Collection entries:

┌──

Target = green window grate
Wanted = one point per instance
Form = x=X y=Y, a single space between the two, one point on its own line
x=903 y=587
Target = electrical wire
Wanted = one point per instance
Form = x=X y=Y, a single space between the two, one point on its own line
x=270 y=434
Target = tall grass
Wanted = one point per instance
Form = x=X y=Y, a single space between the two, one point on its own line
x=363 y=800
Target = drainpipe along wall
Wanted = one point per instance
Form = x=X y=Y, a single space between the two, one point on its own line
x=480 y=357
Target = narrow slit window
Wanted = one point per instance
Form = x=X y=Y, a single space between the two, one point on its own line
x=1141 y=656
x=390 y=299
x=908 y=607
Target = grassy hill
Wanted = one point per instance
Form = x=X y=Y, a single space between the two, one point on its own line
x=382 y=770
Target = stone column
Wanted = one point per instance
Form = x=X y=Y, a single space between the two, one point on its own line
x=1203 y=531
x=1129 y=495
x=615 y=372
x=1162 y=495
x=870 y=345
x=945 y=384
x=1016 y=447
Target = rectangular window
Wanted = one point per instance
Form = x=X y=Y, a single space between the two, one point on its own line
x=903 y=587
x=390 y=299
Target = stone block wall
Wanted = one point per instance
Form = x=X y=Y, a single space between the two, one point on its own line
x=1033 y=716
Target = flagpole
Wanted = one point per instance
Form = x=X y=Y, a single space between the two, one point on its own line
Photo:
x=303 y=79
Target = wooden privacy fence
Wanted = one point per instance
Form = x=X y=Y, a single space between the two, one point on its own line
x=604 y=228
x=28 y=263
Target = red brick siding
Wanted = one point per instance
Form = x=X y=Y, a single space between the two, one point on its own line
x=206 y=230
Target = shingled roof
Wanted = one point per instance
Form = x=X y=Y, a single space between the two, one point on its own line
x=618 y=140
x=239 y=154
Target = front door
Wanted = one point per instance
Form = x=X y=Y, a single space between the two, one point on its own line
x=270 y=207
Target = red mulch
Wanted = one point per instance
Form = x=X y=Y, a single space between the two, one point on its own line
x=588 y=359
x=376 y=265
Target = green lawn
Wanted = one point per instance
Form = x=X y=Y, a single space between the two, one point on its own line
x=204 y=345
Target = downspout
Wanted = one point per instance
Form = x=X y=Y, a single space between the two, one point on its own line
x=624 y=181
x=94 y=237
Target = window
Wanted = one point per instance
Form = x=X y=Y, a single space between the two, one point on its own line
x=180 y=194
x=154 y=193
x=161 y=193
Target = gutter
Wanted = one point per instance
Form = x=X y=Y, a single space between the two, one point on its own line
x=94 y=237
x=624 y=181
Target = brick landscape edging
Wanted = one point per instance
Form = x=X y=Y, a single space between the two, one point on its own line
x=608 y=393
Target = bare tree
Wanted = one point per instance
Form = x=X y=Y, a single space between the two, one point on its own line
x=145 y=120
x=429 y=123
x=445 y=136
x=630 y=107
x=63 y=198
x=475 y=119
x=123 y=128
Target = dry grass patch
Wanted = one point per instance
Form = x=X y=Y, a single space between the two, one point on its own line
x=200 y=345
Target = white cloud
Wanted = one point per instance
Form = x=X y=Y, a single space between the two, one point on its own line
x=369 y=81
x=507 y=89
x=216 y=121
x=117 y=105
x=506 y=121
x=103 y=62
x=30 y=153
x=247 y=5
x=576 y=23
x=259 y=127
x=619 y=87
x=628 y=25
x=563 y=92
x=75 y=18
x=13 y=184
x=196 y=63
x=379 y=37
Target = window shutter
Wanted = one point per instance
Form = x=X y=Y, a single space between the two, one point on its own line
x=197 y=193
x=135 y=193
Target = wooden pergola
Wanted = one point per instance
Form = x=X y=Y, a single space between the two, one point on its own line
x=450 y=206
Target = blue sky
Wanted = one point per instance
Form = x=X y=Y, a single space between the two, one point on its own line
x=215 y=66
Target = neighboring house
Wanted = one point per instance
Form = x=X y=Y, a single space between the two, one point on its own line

└──

ASSIGNMENT:
Every record above should be written out exactly.

ANSWER TO THIS PROBLEM:
Target = green window grate
Wanted = one point per instance
Form = x=X y=Y, a single space between the two, one point on its own line
x=903 y=587
Target = electrical wire
Wanted = one point per instance
Form = x=X y=Y, a single space between the two, one point on its own line
x=270 y=434
Target = tall grass
Wanted = one point per instance
Form = x=X y=Y, a single space between the two, one point on its own line
x=363 y=800
Target = drainpipe along wall
Wanted = one point per instance
Form = x=X y=Y, a single space between the two, one point on its own line
x=480 y=357
Target = narrow slit window
Wanted = one point per instance
Form = x=X y=Y, a single space between the two, one point on its own line
x=1141 y=656
x=390 y=299
x=908 y=607
Target = grassy hill
Wanted = one point per instance
Form = x=X y=Y, a single space between the two, one point on its own line
x=382 y=770
Target = stone column
Wanted = one point per instance
Form = x=X y=Y, a single space between the two, one point on its own line
x=1203 y=531
x=1129 y=495
x=615 y=372
x=1162 y=495
x=870 y=345
x=945 y=384
x=1016 y=447
Target = rectangular window
Wanted = one point per instance
Form = x=X y=Y, a single space between the two, one point on its own line
x=903 y=587
x=390 y=299
Target = stone block wall
Wanted = one point per instance
Form = x=X y=Y, a single space between the two, one point on its own line
x=1033 y=716
Target = flagpole
Wanted = one point per instance
Form = x=X y=Y, a single space between the two, one point on its own line
Photo:
x=303 y=79
Target = wooden privacy fence
Wanted = one point per instance
Form = x=X y=Y, a single space between the two, one point on its own line
x=604 y=228
x=28 y=263
Target = red brick siding
Wanted = one point per instance
Form = x=X y=Y, a single space between the two, one point on its own line
x=206 y=230
Target = shingled roof
Wanted = one point per instance
Form = x=X y=Y, a single space between the two, one point on its own line
x=618 y=140
x=239 y=154
Target = front door
Wanted = one point per instance
Form = x=X y=Y, a single space between the two, one point on its own line
x=270 y=207
Target = red mulch
Wanted = one point per instance
Form = x=X y=Y, a single space between the two, one point on its own line
x=588 y=359
x=376 y=265
Target = green lawn
Wanted = one point per instance
Form = x=X y=Y, a single space between the two, one point on its own line
x=204 y=345
Target = downspout
Wanted = one point per instance
Form = x=X y=Y, a single space between the two, one point on its own line
x=624 y=181
x=94 y=237
Target = window
Wanted = one point per instance
Form = x=X y=Y, a single space between the two, one point on its own line
x=180 y=194
x=154 y=193
x=161 y=193
Target = gutter
Wanted = one point per instance
Form = x=X y=Y, a single space between the two, one point on its own line
x=94 y=237
x=624 y=181
Target = brick landscape edging
Wanted = one point per instance
Form = x=X y=Y, a single space between the two, one point on its own line
x=608 y=393
Target = bare tree
Wanted = one point per instance
Form = x=X y=Y, a single space between the two, one point on its own line
x=145 y=120
x=429 y=123
x=445 y=136
x=630 y=107
x=63 y=198
x=475 y=119
x=123 y=128
Target = dry grass patch
Wanted = one point per instance
Form = x=X y=Y, a single space between the two, one point on its own line
x=200 y=345
Target = white cloud
Wanted = one point per instance
Form = x=X y=Y, a single space between the two, one point on its own line
x=369 y=81
x=507 y=89
x=216 y=121
x=117 y=105
x=506 y=121
x=103 y=62
x=30 y=153
x=247 y=5
x=576 y=23
x=259 y=127
x=619 y=87
x=628 y=25
x=563 y=92
x=75 y=18
x=13 y=184
x=196 y=63
x=379 y=37
Target = window shutter
Wanted = one point per instance
Form = x=X y=Y, a single space between the two, one point on its own line
x=197 y=193
x=135 y=193
Target = wooden pergola
Wanted = one point per instance
Form = x=X y=Y, a single space between the two, one point on its own line
x=450 y=206
Target = blue sky
Wanted = one point per instance
Form = x=X y=Y, a single space between the two, one point on its own line
x=215 y=66
Target = neighboring house
Wanted = one point per instance
Form = x=X y=Y, a single space between the two, one point on its own line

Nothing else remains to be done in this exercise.